▶ Perintah Latihan:
Menurut teks bacaan tentang menulis sebagai kunci menjadi wartawan, siapa teman sekelas yang paling diingat tokoh "aku"?

▶ Teks Bacaan:
---*---

Sabtu, 23 Mei 2009

Menulis Kunci Jadi Wartawan

Pindah sekolah merupakan awal yang menyiksa setidaknya pada hari pertama. Pagi itu suasana demikian cerah dan teduh. Pasalnya MTs Al-Huda Bandungbaru dikepung rerimbunan pohon bambu. Itulah sebabnya upacara bendera setiap hari Senin pun terasa tidak panas. Semua siswa-siswi seolah dimanja oleh alam sekitar sekolah. Makanya aku ikut terbawa arus sekolah. Bubar upacara semua siswa masuk kelas termasuk aku sebagai siswa pindahan. “Anak-anak, hari ini kalian dapat teman baru. Silakan kenalan dan anggap dia teman yang mengasyikkan,” ujar Kepala MTs Al-Huda, Bapak Romli mengawali perkenalan. Satu persatu siswa-siswi kelas 2 berkenalan denganku. Sayangnya, di antara sekian banyak teman sekelas yang paling aku ingat adalah Joko Sungkono, sang juara kelas yang selalu diunggulkan.
Melihat sepak terjang Joko, aku berkesimpulan bahwa Joko merupakan salah satu siswa multi talenta. Ia pintar secara akademik juga giat dalam kegiatan ke-pramuka-an. Namun dibalik itu, ia ternyata tidak trampil dalam tulis menulis, sehingga diam-diam aku mengisi kelemahan dia dengan mengorbitkan diri sebagai penulis. Awal-awal aku menulis diary, kemudian memuat karya dalam majalah dinding dan selebihnya menuangkan tulisan lewat surat menyurat. Setiap ada tulisan aku perlihatkan kepada teman-teman untuk dinilai dan diapresiasi. Mereka menjadi kritikus tulisanku. Ini dimaksudkan agar aku makin percaya diri.

---*---

▶ Materi Tersedia:

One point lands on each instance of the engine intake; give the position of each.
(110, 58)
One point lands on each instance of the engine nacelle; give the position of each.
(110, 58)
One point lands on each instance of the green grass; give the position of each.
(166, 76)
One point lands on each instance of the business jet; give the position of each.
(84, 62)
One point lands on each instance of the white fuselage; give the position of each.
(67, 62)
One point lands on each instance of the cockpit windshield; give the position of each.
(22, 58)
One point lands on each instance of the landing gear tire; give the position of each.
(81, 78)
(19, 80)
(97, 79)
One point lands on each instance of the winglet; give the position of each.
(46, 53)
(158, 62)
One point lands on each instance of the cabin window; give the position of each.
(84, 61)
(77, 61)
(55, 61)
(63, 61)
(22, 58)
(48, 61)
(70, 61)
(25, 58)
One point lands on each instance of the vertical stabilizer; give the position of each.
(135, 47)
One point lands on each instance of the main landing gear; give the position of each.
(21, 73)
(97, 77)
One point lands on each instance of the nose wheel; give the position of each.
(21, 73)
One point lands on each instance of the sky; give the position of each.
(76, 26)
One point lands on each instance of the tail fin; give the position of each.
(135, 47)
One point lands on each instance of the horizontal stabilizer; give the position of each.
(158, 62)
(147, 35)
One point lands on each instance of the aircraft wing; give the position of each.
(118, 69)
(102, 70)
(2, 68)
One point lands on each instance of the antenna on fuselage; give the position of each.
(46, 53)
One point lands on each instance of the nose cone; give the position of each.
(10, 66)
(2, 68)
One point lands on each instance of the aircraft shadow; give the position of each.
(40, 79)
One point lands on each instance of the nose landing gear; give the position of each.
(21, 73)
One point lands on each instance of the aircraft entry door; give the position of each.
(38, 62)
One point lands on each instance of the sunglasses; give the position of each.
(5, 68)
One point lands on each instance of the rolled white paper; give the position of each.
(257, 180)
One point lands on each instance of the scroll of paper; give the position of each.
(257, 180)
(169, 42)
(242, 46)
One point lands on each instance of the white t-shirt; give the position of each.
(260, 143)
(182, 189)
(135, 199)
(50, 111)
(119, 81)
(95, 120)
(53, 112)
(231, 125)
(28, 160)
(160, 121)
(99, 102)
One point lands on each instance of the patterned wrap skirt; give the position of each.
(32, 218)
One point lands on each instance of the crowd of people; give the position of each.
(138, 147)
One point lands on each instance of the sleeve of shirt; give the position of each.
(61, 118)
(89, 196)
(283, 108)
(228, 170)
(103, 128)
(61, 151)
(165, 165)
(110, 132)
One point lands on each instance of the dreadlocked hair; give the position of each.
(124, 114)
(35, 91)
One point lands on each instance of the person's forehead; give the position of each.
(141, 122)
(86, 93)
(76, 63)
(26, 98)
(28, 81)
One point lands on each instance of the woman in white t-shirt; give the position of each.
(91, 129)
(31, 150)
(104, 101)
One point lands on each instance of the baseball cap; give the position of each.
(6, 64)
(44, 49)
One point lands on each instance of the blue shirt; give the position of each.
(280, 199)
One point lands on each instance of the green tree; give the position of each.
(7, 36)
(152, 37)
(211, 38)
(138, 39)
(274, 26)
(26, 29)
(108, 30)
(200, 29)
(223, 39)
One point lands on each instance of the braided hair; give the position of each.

---*---

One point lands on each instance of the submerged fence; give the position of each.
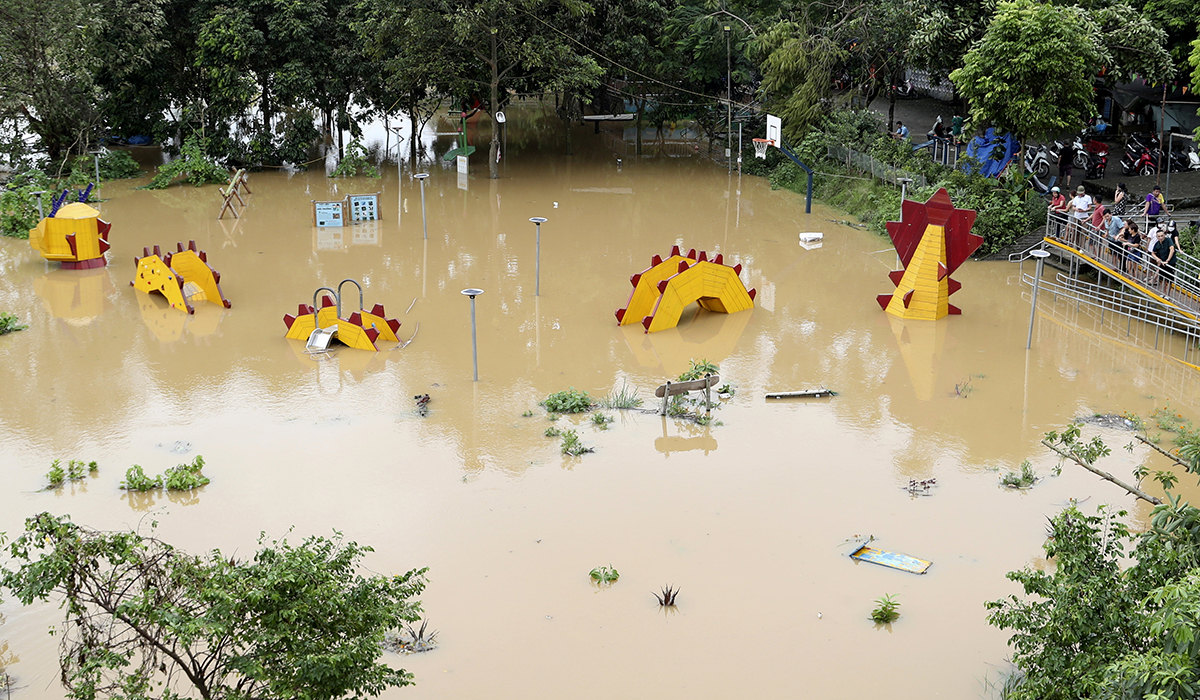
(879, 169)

---*---

▶ Hasil Tugas:
Joko Sungkono, sang juara kelas.